*** Opening TASK DATA ***
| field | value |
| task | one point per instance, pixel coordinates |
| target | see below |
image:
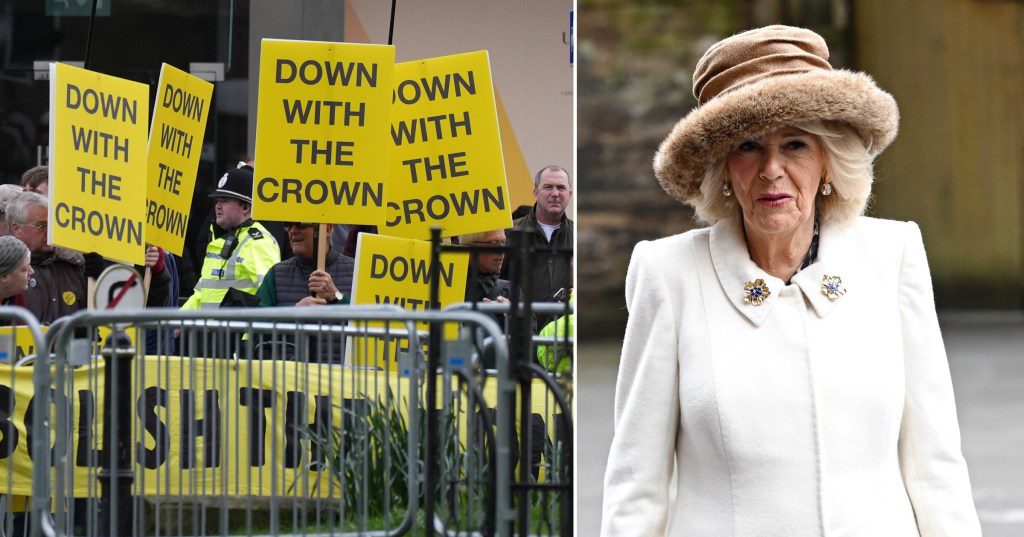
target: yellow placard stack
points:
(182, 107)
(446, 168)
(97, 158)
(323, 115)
*** Closing TASK DATA ***
*** Opening TASK DATA ***
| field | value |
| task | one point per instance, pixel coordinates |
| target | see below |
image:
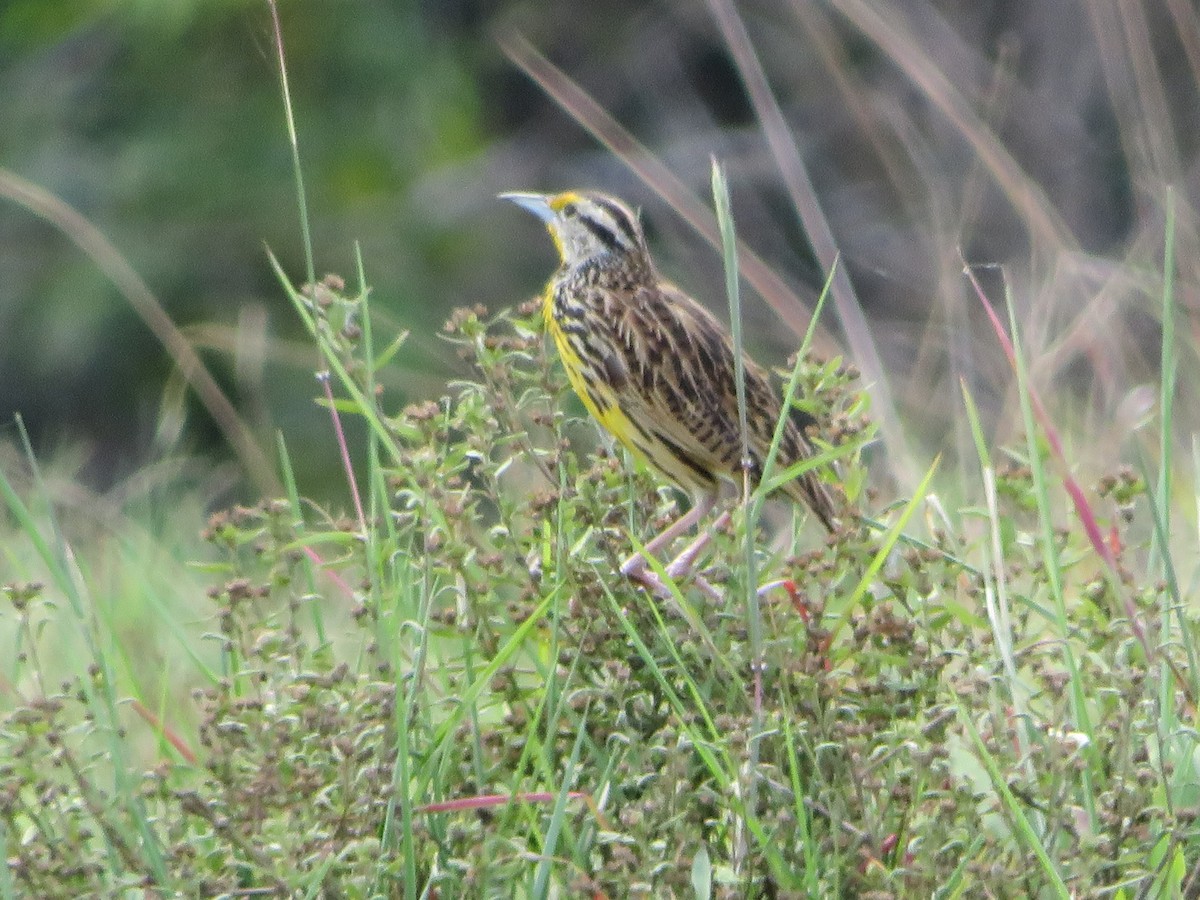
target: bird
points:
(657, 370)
*** Closing TASK DATA ***
### HOW TO COMPLETE THIS TASK:
For each line above that holds the string "target", provide a copy of that line.

### SOLUTION TO THE EXERCISE:
| target | see below |
target: yellow placard stack
| target | see below |
target: bird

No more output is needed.